> WORK INSTRUCTIONS: Reproduce the material below word for word, from the line containing "the car side" up to and including its final line.

[Coordinate labeling data]
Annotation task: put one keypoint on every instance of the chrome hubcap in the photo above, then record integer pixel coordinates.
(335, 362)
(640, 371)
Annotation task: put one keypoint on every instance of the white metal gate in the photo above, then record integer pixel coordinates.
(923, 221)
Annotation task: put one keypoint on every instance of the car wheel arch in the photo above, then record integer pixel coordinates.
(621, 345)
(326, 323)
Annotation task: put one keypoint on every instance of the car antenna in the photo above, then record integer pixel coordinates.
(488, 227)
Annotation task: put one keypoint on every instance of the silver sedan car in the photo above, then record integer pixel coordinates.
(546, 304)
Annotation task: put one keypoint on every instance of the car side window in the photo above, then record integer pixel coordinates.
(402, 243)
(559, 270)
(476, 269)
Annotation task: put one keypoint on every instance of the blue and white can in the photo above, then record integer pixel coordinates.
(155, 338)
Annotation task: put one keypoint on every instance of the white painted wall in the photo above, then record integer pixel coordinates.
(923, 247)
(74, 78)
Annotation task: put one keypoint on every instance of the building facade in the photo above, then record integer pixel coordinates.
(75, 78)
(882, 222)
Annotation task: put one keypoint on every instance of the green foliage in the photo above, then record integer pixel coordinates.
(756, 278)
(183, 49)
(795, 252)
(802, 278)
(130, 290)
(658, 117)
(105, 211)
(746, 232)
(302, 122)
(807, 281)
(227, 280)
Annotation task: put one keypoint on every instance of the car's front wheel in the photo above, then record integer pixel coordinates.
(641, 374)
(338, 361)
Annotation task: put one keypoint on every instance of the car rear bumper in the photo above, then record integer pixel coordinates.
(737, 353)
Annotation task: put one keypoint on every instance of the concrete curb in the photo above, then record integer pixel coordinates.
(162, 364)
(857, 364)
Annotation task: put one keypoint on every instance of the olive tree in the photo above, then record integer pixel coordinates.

> EXERCISE ANSWER:
Annotation task: put one keypoint on every instance of the car side window in the photo above, then record integer pixel coordinates.
(402, 243)
(559, 270)
(476, 269)
Annotation task: put one keypoint on every instance of the blue and white can in the photo above, then record integer pixel coordinates.
(155, 338)
Annotation task: put one keypoint on every instance of the white painted wall in the photo above, then record integer pixel coordinates.
(923, 247)
(74, 78)
Annotation task: put one keypoint on every instance of the building facade in the photo above, then record integer pixel coordinates.
(75, 78)
(882, 222)
Annotation task: put one keypoint on every instance of the green foliage in the photo above, then record integer pixel coordinates.
(756, 278)
(183, 49)
(795, 252)
(802, 278)
(130, 290)
(658, 117)
(105, 211)
(746, 232)
(302, 122)
(807, 281)
(227, 280)
Annotation task: put one keypoint on every instance of the car's front wheel in the photo above, then record integer pixel coordinates.
(641, 374)
(338, 361)
Annotation task: put one keypoint on every instance of the car rear bumper in the photo above, then record integer pixel coordinates.
(737, 353)
Annotation task: put one keypoint on every instance of the concrete curb in the photo above, then record integer pixel coordinates.
(162, 364)
(857, 364)
Annotation task: put one keypoint on every instance of the olive tree in the photo above, then record integer pixel coordinates.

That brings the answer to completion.